Directions
Repeat the listing in full, exactly as it stands.
====== Records for this exercise ======
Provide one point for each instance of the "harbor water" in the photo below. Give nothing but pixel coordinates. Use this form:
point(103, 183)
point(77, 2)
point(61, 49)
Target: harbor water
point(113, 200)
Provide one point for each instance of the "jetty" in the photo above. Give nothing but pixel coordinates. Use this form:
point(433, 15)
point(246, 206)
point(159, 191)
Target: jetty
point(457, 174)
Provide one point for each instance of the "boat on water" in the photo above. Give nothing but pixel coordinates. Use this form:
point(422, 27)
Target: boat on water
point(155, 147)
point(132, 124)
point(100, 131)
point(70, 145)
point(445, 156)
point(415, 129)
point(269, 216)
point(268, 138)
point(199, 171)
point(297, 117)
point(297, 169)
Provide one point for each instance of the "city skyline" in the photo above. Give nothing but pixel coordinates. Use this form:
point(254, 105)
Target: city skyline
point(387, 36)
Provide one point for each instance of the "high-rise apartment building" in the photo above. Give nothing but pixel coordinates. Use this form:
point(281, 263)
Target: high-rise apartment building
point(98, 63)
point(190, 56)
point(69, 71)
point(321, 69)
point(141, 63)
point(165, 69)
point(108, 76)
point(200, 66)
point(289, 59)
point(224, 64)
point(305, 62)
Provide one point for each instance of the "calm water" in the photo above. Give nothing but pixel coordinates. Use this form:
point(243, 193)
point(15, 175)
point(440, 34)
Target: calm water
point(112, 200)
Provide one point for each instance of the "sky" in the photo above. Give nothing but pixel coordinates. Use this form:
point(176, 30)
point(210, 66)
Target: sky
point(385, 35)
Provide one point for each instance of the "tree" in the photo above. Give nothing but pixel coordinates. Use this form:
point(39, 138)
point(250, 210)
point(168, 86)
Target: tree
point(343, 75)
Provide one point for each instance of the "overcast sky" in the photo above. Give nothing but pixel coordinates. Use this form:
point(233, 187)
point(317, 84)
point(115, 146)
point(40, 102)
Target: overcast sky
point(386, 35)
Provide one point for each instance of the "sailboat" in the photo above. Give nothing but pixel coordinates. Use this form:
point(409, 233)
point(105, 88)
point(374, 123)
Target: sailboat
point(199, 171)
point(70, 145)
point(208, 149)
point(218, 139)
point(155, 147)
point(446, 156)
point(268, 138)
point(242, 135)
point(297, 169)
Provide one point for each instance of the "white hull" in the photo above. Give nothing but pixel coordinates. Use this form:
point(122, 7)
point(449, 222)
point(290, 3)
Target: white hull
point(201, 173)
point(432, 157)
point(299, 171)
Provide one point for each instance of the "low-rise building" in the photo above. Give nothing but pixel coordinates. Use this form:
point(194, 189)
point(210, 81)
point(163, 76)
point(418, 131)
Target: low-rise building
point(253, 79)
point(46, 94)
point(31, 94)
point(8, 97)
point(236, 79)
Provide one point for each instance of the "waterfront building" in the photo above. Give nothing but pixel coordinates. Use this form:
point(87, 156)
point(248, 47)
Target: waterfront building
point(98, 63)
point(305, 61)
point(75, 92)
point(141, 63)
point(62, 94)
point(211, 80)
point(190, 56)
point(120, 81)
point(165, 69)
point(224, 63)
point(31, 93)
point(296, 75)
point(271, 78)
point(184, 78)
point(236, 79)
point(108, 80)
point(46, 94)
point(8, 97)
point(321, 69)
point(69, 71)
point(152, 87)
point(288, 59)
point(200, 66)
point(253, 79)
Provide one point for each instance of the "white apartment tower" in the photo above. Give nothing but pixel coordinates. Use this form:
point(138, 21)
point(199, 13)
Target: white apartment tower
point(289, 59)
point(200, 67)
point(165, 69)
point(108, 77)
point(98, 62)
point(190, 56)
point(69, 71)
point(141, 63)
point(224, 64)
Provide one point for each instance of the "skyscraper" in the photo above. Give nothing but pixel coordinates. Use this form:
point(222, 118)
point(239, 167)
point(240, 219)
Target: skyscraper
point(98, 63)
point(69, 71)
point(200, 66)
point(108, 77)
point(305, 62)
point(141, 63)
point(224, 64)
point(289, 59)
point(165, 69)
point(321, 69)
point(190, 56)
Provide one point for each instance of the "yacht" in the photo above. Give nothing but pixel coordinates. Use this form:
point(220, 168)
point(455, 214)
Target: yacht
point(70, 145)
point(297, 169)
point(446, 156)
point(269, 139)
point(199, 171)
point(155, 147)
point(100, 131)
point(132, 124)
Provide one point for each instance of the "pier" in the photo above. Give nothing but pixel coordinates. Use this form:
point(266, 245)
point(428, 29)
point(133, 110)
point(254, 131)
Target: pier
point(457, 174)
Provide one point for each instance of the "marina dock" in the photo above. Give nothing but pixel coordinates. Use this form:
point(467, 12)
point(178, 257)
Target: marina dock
======
Written solution
Provide one point for each instance of the "harbor water" in the photo below. Give nothing but pixel coordinates. Use this form:
point(103, 183)
point(77, 2)
point(61, 49)
Target: harbor water
point(113, 200)
Provide one point for each instance of the "jetty" in the photo above. Give nothing but pixel coordinates. Use this form:
point(433, 15)
point(246, 206)
point(159, 191)
Target: jetty
point(457, 174)
Provide one point for each instance of the "boat on water" in the photo above. Give nothing but pixel coordinates. Use this form:
point(422, 27)
Target: boat on water
point(155, 147)
point(132, 124)
point(100, 131)
point(70, 145)
point(445, 156)
point(415, 129)
point(269, 216)
point(268, 138)
point(199, 171)
point(297, 117)
point(297, 169)
Provide one point for each instance of the "city skyline" in the photo above. Give nothing but pixel coordinates. Use this form:
point(254, 105)
Target: city skyline
point(387, 36)
Provide one point for each instance of the "high-rise apartment building" in the photo above. Give nothing but pixel coordinates. Use this form:
point(281, 263)
Target: high-rise apartment building
point(98, 63)
point(190, 56)
point(69, 71)
point(321, 69)
point(141, 63)
point(165, 69)
point(108, 76)
point(200, 66)
point(289, 59)
point(224, 64)
point(305, 62)
Provide one point for each instance of the "calm water" in the photo above. Give nothing but pixel coordinates. Use this form:
point(243, 193)
point(15, 175)
point(440, 34)
Target: calm water
point(112, 200)
Provide one point for each instance of the "sky" in the photo above. Give nothing but pixel coordinates. Use this form:
point(176, 30)
point(210, 66)
Target: sky
point(385, 35)
Provide one point for each instance of the "tree" in the photo above. Give nothing but pixel coordinates. Use this form:
point(39, 138)
point(250, 210)
point(168, 86)
Target: tree
point(343, 75)
Provide one point for each instance of the "overcast sky" in the photo above. Give nothing but pixel coordinates. Use this form:
point(233, 187)
point(317, 84)
point(115, 146)
point(40, 102)
Target: overcast sky
point(386, 35)
Provide one point for each instance of the "sailboat" in the photo above. Give nothing but pixel coordinates. Use this form:
point(409, 233)
point(105, 88)
point(374, 123)
Target: sailboat
point(199, 171)
point(70, 145)
point(208, 149)
point(218, 139)
point(155, 147)
point(446, 156)
point(268, 138)
point(242, 135)
point(297, 169)
Provide one point for each instance of the "white hull" in the photo above. Give nothing but pixel coordinates. Use this form:
point(122, 7)
point(449, 222)
point(290, 3)
Target: white hull
point(201, 173)
point(432, 157)
point(299, 171)
Provide one point for each instance of the "low-rise building" in the photo above. Give nothing but pixel coordinates. Use this form:
point(194, 189)
point(210, 81)
point(163, 76)
point(418, 131)
Target: low-rise building
point(253, 79)
point(46, 94)
point(31, 94)
point(8, 97)
point(236, 79)
Provide one point for each instance of the "waterfront building" in the photo above. Give nothing but pixel coordinates. Use this form:
point(87, 156)
point(248, 47)
Target: waterfront building
point(98, 63)
point(305, 61)
point(75, 92)
point(141, 63)
point(62, 94)
point(211, 80)
point(190, 56)
point(120, 81)
point(165, 69)
point(224, 63)
point(31, 93)
point(296, 75)
point(271, 78)
point(184, 78)
point(236, 79)
point(108, 80)
point(46, 94)
point(8, 97)
point(321, 69)
point(69, 71)
point(152, 87)
point(288, 59)
point(200, 66)
point(253, 79)
Provide one point for each instance of the "white apartment tower" in the photo above. Give nothing but pixel coordinates. Use this form:
point(138, 21)
point(199, 13)
Target: white apartment tower
point(289, 59)
point(200, 67)
point(165, 69)
point(108, 77)
point(98, 62)
point(190, 56)
point(69, 71)
point(141, 63)
point(224, 64)
Provide one point for each instance of the "skyscraper" in the photo above. Give nothing but pixel coordinates. Use this form:
point(222, 118)
point(239, 167)
point(240, 219)
Target: skyscraper
point(98, 63)
point(69, 71)
point(200, 66)
point(108, 77)
point(305, 62)
point(141, 63)
point(224, 64)
point(289, 59)
point(165, 69)
point(321, 69)
point(190, 56)
Provide one point for each instance of the "yacht" in the photo above. Give nothing but pixel coordinates. Use this form:
point(220, 168)
point(455, 214)
Target: yacht
point(70, 145)
point(297, 169)
point(446, 156)
point(269, 139)
point(199, 171)
point(155, 147)
point(100, 131)
point(132, 124)
Provide one point for each instance of the "pier" in the photo above. Give nothing but pixel coordinates. Use this form:
point(266, 245)
point(428, 29)
point(133, 110)
point(254, 131)
Target: pier
point(457, 174)
Provide one point for each instance of the "marina dock" in the photo above. Give nothing but pixel coordinates. Use this form:
point(467, 12)
point(178, 257)
Target: marina dock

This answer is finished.